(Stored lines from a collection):
------------------------
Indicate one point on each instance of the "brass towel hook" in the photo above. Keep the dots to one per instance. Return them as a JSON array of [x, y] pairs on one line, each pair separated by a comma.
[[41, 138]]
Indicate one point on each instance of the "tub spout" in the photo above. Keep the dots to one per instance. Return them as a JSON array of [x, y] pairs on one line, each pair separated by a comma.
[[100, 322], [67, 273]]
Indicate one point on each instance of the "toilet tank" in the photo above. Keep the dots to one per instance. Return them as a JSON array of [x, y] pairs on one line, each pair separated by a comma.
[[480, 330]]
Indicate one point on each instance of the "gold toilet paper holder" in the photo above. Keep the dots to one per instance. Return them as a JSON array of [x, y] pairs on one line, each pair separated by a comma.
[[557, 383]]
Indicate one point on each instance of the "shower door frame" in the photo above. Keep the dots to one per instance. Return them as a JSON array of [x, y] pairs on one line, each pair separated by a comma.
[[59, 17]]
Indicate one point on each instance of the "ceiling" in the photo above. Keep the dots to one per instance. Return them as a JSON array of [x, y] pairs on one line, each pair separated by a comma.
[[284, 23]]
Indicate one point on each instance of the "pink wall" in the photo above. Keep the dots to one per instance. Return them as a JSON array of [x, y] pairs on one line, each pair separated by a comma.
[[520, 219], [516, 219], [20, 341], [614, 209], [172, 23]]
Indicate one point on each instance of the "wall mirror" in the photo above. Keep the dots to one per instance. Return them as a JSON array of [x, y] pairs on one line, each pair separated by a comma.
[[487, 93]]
------------------------
(Work to complete):
Set down every one of the lines above again, word for word.

(Solution to the problem):
Indicate one point on each instance of the "brass towel hook" in the photo above. Keep the dots to one per instance. Return them as a JSON array of [x, y] pairs on one line, each pair separated by a comma.
[[41, 138]]
Indicate one point on each instance of the "tub spout" in the photo above. Keep the dots to one per instance. Return them as a JSON array of [x, y] pairs on one line, each pair separated by a comma.
[[100, 322], [67, 273]]
Indicate one point on each instance of the "toilet tank" in the photo above. Keep the dots to one per instance. Return them as a JSON array of [x, y] pairs on one line, each pair separated by a comma.
[[480, 330]]
Indicate one point on each instance of the "gold toilet paper holder" in the photo above. Keep the dots to one per instance. Return them as a JSON array of [x, y] pairs on one line, each pair separated by a comma.
[[557, 383]]
Indicate one point on each instance of the "shower door frame" in the photo above. Keep the dots to one per instance. Return them as a JSON array of [x, y] pairs on one line, each pair separated by a comma.
[[59, 17]]
Indicate one point on each instance of the "ceiling" in the photo above. Keep the dots to one per instance. Return them as a JSON array of [x, y] pairs on one line, each pair separated by a comma.
[[284, 23]]
Indicate one point on each instance of the "pink wall" in the photo above. Keep the dots to one per instance. Return them as a JSON array of [x, y] pairs on one line, each pair separated by a comma.
[[520, 219], [516, 219], [20, 341], [614, 209], [172, 23]]
Indicate one point on each instance of the "wall mirror" in the photo above. Keep the dots to one per instance. Return them as a JSON array of [x, y] pairs on one line, each pair separated by a comma.
[[487, 93]]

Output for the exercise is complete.